Content starts
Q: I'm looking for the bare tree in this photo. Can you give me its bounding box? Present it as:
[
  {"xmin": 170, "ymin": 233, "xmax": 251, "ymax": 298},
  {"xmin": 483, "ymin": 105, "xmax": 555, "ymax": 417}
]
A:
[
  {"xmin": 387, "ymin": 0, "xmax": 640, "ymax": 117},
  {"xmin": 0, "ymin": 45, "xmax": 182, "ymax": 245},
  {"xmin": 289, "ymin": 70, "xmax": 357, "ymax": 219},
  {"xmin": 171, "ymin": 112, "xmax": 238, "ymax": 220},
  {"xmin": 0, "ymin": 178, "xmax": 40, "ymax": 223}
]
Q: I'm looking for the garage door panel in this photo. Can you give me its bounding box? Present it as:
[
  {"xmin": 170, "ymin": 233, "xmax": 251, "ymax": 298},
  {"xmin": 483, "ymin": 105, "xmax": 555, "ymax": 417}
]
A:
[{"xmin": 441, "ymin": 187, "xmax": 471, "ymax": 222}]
Content ends
--- EXERCISE DETAILS ---
Copy task. Give back the whole listing exactly as written.

--- TASK SOLUTION ---
Q: I'm looking for the bare tree in this photo. Can you give me its bounding box? Present it as:
[
  {"xmin": 170, "ymin": 233, "xmax": 251, "ymax": 298},
  {"xmin": 483, "ymin": 105, "xmax": 555, "ymax": 417}
]
A:
[
  {"xmin": 387, "ymin": 0, "xmax": 640, "ymax": 117},
  {"xmin": 0, "ymin": 45, "xmax": 182, "ymax": 245},
  {"xmin": 289, "ymin": 70, "xmax": 357, "ymax": 219},
  {"xmin": 171, "ymin": 112, "xmax": 238, "ymax": 220},
  {"xmin": 0, "ymin": 178, "xmax": 40, "ymax": 223}
]
Q: I'm looking for the garage door panel in this photo. Can you give me its bounding box? Present it as:
[
  {"xmin": 170, "ymin": 233, "xmax": 251, "ymax": 298},
  {"xmin": 483, "ymin": 105, "xmax": 555, "ymax": 417}
]
A:
[{"xmin": 441, "ymin": 187, "xmax": 471, "ymax": 222}]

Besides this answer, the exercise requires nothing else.